Entries supplied section start

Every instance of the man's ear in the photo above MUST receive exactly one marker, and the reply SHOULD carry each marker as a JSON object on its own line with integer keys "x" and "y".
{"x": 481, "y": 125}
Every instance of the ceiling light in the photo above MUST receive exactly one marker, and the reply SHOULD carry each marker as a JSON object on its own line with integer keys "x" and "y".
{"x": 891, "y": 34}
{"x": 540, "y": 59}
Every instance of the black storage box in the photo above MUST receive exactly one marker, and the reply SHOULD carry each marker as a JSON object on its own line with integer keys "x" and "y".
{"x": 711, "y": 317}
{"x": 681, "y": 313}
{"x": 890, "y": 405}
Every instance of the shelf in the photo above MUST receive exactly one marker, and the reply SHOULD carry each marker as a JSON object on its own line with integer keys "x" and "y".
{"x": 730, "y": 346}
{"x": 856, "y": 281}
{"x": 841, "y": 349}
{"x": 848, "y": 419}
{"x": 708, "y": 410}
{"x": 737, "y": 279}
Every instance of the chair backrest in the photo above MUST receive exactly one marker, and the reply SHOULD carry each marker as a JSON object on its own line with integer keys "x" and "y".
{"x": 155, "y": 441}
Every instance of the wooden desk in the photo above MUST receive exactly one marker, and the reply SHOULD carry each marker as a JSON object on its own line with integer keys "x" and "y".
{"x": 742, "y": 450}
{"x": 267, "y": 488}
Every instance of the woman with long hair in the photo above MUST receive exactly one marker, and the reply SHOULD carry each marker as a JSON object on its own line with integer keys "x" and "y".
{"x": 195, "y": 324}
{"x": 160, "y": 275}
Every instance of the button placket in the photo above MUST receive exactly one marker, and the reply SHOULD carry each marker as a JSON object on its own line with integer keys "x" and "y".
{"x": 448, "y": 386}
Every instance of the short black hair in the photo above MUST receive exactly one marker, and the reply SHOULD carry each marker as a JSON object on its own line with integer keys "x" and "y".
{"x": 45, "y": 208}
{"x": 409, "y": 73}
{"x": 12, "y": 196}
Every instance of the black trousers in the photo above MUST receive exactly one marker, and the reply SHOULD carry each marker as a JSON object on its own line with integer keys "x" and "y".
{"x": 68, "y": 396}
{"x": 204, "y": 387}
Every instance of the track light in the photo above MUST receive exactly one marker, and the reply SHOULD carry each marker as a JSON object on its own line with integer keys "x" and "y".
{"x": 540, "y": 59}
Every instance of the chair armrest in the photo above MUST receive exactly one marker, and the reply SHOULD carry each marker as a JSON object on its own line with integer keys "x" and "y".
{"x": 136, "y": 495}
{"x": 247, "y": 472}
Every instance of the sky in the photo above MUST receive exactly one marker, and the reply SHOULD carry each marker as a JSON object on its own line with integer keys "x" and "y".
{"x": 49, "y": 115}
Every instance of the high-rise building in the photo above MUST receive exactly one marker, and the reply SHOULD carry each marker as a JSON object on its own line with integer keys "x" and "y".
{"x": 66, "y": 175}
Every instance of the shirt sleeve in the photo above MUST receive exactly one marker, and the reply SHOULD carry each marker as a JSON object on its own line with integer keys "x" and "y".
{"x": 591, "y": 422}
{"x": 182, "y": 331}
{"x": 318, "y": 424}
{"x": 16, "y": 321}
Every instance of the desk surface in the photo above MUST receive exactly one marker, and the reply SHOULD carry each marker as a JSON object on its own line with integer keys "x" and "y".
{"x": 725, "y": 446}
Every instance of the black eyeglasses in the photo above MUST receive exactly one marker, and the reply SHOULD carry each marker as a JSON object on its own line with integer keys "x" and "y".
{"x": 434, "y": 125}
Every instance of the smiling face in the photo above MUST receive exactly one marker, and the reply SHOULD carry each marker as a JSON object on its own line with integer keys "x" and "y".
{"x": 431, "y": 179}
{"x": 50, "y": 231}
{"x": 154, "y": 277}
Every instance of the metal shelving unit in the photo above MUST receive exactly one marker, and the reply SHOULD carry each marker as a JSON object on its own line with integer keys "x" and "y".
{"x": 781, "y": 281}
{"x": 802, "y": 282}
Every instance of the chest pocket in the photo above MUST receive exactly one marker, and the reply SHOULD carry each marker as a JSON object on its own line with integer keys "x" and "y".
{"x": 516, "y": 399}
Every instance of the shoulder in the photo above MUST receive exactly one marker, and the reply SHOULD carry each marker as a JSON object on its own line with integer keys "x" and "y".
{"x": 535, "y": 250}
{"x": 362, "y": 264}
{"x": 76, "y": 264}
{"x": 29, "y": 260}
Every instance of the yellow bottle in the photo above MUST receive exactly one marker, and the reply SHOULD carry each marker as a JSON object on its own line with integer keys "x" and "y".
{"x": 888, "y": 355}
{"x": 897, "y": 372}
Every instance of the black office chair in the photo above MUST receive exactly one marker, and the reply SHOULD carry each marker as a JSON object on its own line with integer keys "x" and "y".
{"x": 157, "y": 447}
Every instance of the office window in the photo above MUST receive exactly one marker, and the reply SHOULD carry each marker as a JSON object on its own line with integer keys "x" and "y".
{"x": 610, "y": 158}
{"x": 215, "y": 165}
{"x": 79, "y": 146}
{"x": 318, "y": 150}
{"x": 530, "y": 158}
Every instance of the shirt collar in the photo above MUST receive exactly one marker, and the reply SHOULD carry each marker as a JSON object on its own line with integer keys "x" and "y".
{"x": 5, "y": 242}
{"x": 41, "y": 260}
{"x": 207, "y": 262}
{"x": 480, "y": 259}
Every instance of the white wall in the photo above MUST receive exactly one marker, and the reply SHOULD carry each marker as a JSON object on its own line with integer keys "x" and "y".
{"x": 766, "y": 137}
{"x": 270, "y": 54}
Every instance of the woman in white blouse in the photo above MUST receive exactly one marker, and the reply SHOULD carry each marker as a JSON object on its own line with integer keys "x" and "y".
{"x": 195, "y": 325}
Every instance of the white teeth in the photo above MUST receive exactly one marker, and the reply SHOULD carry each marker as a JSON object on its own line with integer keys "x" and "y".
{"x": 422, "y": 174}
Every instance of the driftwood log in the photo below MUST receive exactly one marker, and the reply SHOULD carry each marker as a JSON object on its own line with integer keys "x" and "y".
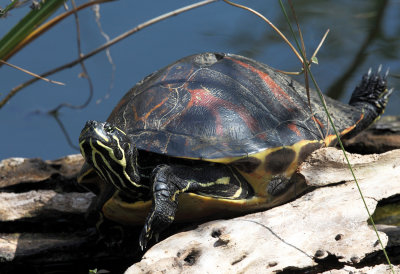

Entries supplied section end

What you have to do: Could you set down every record above word for word, leaving out the pictures?

Response to this task:
Every instance of the man's ear in the photo above MUST receive exactly one marker, and the reply SHOULD carry each marker as a JSON object on its own line with integer keys "x" and "y".
{"x": 481, "y": 125}
Every instance of the ceiling light in the photo above MUST receive exactly one marker, and the reply SHOULD carry each marker as a JSON object on its own line with integer keys "x" and "y".
{"x": 891, "y": 34}
{"x": 540, "y": 59}
Every instance of the black storage box in the photo above MUST receive exactly one marker, and the reply SHOULD carry each marker as a JSON object on its own line with integer keys "x" and "y".
{"x": 711, "y": 317}
{"x": 681, "y": 313}
{"x": 890, "y": 405}
Every instance of the shelf in the photo above MUST receive exactly one marker, and the reply SHOULD carry each marker as a JSON object on its own line with integer keys "x" and "y".
{"x": 730, "y": 346}
{"x": 856, "y": 281}
{"x": 841, "y": 349}
{"x": 848, "y": 419}
{"x": 708, "y": 410}
{"x": 737, "y": 279}
Every instance of the chair backrest in the photo above MUST receive exactly one marker, and the reply SHOULD carry each marker as a JSON object on its own line with integer keys "x" and "y".
{"x": 155, "y": 441}
Every instance of the wooden desk in the photo above MUST receive exactly one marker, and the reply SHOULD carry each marker as a JSON object on its own line with integer keys "x" and "y".
{"x": 742, "y": 450}
{"x": 267, "y": 488}
Every instance of the woman with long hair in the photo above MUST receive exactly one marker, and the reply SHOULD carry each marker as a JSON object on its own line with integer keys "x" and "y".
{"x": 195, "y": 324}
{"x": 160, "y": 275}
Every instance of the button placket in the photo above MUST receive exactly one marker, and the reply SHOULD carry each marker as a JSON object on its own line with integer keys "x" and "y".
{"x": 448, "y": 386}
Every instance of the short black hair in the photo above MUST receive exactly one marker, and the reply SHOULD carry each marker as a JSON object on its own line with integer keys "x" and "y".
{"x": 45, "y": 208}
{"x": 409, "y": 73}
{"x": 12, "y": 196}
Every instance of the black trousers in the photo above MUST receive exactly one marker, and the reply SHOULD carry each marker as a JSON object on its own line with integer keys "x" and "y".
{"x": 68, "y": 396}
{"x": 204, "y": 387}
Every instance of the track light in the photo above MUST receive exactly one marker, and the reply SHOULD carry each marker as a JSON object on its own line with integer keys "x" and "y".
{"x": 540, "y": 59}
Every instance of the chair armrest in the photo above MUST receive exactly one marker, and the reply SHOULD carry each marker as a JSON object on its own line with integer keys "x" and "y".
{"x": 136, "y": 495}
{"x": 247, "y": 472}
Every instance of the sky in the photo above MUST receive exactly one marker, and the reply SHOULD carry each marker as a JSON object on its own line with integer keys "x" and "y".
{"x": 49, "y": 115}
Every instance of the high-rise building in the photo above MUST receive exactly one marker, and the reply SHOULD carry each marker as a JSON object on its own line with integer keys "x" and "y".
{"x": 66, "y": 175}
Every instance of the shirt sleeve in the photo above MUST receive exactly one marker, and the reply SHOULD carry each marker as a JSON object on its own line with integer keys "x" and "y".
{"x": 591, "y": 422}
{"x": 182, "y": 331}
{"x": 318, "y": 424}
{"x": 16, "y": 321}
Every instance of the desk surface in the photo above MUST receive exactly one marker, and the reply SHOULD carry each marker as a JSON object on its own line with integer keys "x" and "y".
{"x": 725, "y": 446}
Every instance of the black eyeglasses in the photo above MUST receive exactly one marker, and the reply SHOULD carry each marker as a JSON object on its own line with integer keys "x" and "y".
{"x": 434, "y": 125}
Every instance of the smiling face in the photo above MUST receive exactly one marker, and the reply SHOULD carry each marker as a JSON object on its own line with integer keys "x" and "y".
{"x": 431, "y": 179}
{"x": 50, "y": 231}
{"x": 154, "y": 277}
Every instance of the metal shelving unit in the photo above MUST receive exactly one marker, and the reply SHOULD carry each marker as a JSON object on its own line with integer keys "x" and "y".
{"x": 781, "y": 281}
{"x": 802, "y": 282}
Every instance of the chest pocket in the photo above MUST receive exactly one marker, and the reply SHOULD carry each marker as a JSON object on its own line with integer keys "x" and "y".
{"x": 516, "y": 399}
Every instance of the shoulder in the photo above MUST receive exactly one marker, and the reply SHOULD carry each marker as a JSON object on its own line with integer keys "x" and "y".
{"x": 535, "y": 250}
{"x": 362, "y": 264}
{"x": 76, "y": 264}
{"x": 29, "y": 260}
Every instance of the yellow bottle in the photo above MUST receive exactly one marker, and the reply SHOULD carry each marker as a JSON object on its own line with integer keys "x" and "y".
{"x": 888, "y": 355}
{"x": 897, "y": 372}
Every instance of the black office chair in the photo above MUST receive exactly one marker, and the reply SHOULD carry each marker as a JSON object on its own line with integer keys "x" and "y".
{"x": 157, "y": 447}
Every instance of the office window in the photo above MUST receive exactly one marker, and the reply SHOULD carry each marker as a JSON object on its own line with integer keys "x" and "y".
{"x": 610, "y": 158}
{"x": 215, "y": 165}
{"x": 79, "y": 146}
{"x": 318, "y": 150}
{"x": 530, "y": 158}
Every instance of the shirt collar in the photo above MUST receive exactly one marker, and the reply SHOULD carry each marker as a JSON object on its own line with integer keys "x" and "y".
{"x": 5, "y": 242}
{"x": 41, "y": 260}
{"x": 207, "y": 262}
{"x": 480, "y": 259}
Every instance of the white wall in the photo above MUST receive exactly one marker, and the reply SHOULD carry each marker as a JSON object on its own line with integer keys "x" and "y".
{"x": 766, "y": 137}
{"x": 270, "y": 54}
Every instance of the woman in white blouse in the photo above MUST receive exactly one marker, and the reply SHOULD carry each marker as a JSON object on its own line with integer keys "x" and "y".
{"x": 195, "y": 325}
Every instance of the white teeth in the photo above MUST receive exactly one marker, and the reply SHOULD carry each marker as a JSON object on its own line with integer keys "x" and "y".
{"x": 422, "y": 174}
Every instance of the driftwood log in the photo below MUST receive exactly one marker, and the reply SHOULD carry each marker as a JSON object on its own line with integer keys "x" and "y".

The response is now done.